━━━━━ Trecho da página ━━━━━

Já no sítio, a vida corre feito moinho velho. Os pássaros eufóricos, imitando o pipa pau do topete vermelho, usam a janela para afiar o bico e promovem uma espécie de batuque despertador de lata. Os patos, gansos e galinhas cacarejam todos ao mesmo tempo, parecem conversar em si. Os cachorros latem e correm como se apostassem uma maratona. E o sol parece mais uma luz pulsante é intensa, vista de qualquer ângulo e sentida no ar quente. O azul do céu no campo é como uma pintura na tela do artista, aliás, é uma pintura do Arquiteto Universal.
Tudo isso, fez lembrar-me  da infância, no quintal da casa da minha avó. No interior de Minas Gerais, o tempo corre diferente. Acordávamos as seis da manhã e íamos brincar de ser feliz, num cenário tão convidativo, do qual só nos despedíamos ao anoitecer.
Tinha lá um pé de jabuticaba plantado pelo meu avô, que não tive oportunidade de conhecer, pois morreu muito jovem. Minha avó dizia que quem planta jabuticaba não colhe. Talvez por isso nunca quis ajudá-la a plantar. Logo depois, descobri que dizia isso por causa do tempo que a árvore levava para desenvolver. Inocência pura, me fez perder a oportunidade de ajudá-la. Coisas de criança.
Naquele pé de jabuticaba, vivi as mais inusitadas quedas, junto aos primos que não eram numerosos. Momentos inesquecíveis bordados em panos brancos por minha vozinha, que se sentava abaixo da árvore e observando as cenas vividas por nós, as eternizava com linhas coloridas e um bastão.

━━━━━ Listagem fornecida ━━━━━

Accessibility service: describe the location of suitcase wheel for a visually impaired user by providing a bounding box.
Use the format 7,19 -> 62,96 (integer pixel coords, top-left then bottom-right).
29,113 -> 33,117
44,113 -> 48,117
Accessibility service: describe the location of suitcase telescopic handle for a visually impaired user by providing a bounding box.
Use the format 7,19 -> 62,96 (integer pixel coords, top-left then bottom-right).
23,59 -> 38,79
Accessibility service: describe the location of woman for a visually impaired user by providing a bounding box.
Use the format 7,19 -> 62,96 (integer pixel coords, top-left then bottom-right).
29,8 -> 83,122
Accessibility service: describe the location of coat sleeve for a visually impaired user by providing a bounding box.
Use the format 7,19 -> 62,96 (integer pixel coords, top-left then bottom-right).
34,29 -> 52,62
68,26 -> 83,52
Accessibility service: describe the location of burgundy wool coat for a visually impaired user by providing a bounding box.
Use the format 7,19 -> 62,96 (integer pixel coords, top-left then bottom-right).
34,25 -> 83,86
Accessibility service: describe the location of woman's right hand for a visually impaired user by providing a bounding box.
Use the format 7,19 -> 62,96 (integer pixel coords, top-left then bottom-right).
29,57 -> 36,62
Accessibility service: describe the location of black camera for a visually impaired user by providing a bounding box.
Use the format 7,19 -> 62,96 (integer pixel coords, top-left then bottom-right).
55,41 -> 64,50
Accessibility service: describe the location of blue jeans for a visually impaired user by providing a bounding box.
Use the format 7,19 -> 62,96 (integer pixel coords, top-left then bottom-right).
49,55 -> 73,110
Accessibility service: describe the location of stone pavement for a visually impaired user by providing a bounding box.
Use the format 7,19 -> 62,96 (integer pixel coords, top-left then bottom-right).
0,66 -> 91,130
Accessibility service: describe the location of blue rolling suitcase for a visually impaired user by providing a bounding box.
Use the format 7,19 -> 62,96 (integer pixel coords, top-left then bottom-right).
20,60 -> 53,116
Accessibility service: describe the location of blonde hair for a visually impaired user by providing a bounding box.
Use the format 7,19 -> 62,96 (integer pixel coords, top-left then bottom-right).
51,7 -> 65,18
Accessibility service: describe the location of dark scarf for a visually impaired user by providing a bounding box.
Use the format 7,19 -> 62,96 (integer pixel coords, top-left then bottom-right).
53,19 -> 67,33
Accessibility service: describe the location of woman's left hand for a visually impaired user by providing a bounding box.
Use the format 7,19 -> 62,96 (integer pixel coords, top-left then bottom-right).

━━━━━

### Enunciado da tarefa 1
Segundo o trecho sobre as lembranças do sítio e da infância, quem plantou o pé de jabuticaba no quintal da avó?
### Enunciado da tarefa 2
Edite o trecho sobre as lembranças do sítio e da infância, de "Naquele pé de" a "e um bastão.", trocando "panos brancos" por "tecidos brancos".
### Enunciado da tarefa 3
Prossiga com o trecho sobre as lembranças do sítio e da infância a partir do ponto em que ele termina.
A listagem constitui material à parte, sem relação com o trecho.

### Resposta do exercício 1
O avô, que morreu muito jovem.

### Resposta do exercício 2
Naquele pé de jabuticaba, vivi as mais inusitadas quedas, junto aos primos que não eram numerosos. Momentos inesquecíveis bordados em tecidos brancos por minha vozinha, que se sentava abaixo da árvore e observando as cenas vividas por nós, as eternizava com linhas coloridas e um bastão.

### Resposta do exercício 3
Aquele pé recebeu lágrimas de saudade de minha vó que, pra acalmar o coração que saltitava de saudade do vozinho, chorava escondida atrás do tronco.
Foi também o cenário de uma das histórias que mais marcou minha vida, quando criança. Meu irmão mais velho, ao andar de bicicleta, foi provocado por um primo que ao tentar pegá-lo, sobre a bicicleta, imprimiu, acidentalmente, uma fenda no seu globo ocular com o auxílio de uma espátula. Lembro-me da sensação sofrida na pele: o tremor, a ausência de movimento e o xixi escorrendo pelas pernas. O sangue me paralisou. O choro sufocante e o medo da morte me deixaram em silêncio por muitos dias.
Os personagens de Monteiro Lobato ganharam vida e foram recontadas, de forma original, bem debaixo daquela árvore, as melhores histórias: Emília era minha preferida.  
Não bastassem todos esses momentos, foi lá também que minha tia avó perdeu um dos filhos, preso ao arame farpado, mordido por uma cobra venenosa. Criança não devia morrer. Lembro-me do enterro com caixãozinho branco. 
Aquela jabuticaba docinha colhida vagarosamente pela família, fez de minha vozinha uma excelente produtora de licores, das mais variadas conjugações, que confeccionava para presentear as pessoas, junto à uma geleia com gengibre. Especialmente para gestantes ofertarem às visitas, quando do nascimento do bebê.
Mesmo que não esteja, ainda, no tempo de colheita da jabuticaba, os pés plantados em boa parte do território da área verde do sítio causam uma espécie de euforia nostálgica que tem o poder de transportar todos os sentimentos que melhor infância poderia ter: regada aos frutos que sempre saboreei, mas jamais os devorei com pressa.
Minha vozinha também se foi cedo, apesar do câncer tê-la visitado, foi o coração que deu em nós o último susto. 
No quintal dela, resiste o pé de jabuticaba, inerte. Não há quem o visite. A casa foi abandonada por carregar lembranças. Mas o que o coração sente, a mente imprime...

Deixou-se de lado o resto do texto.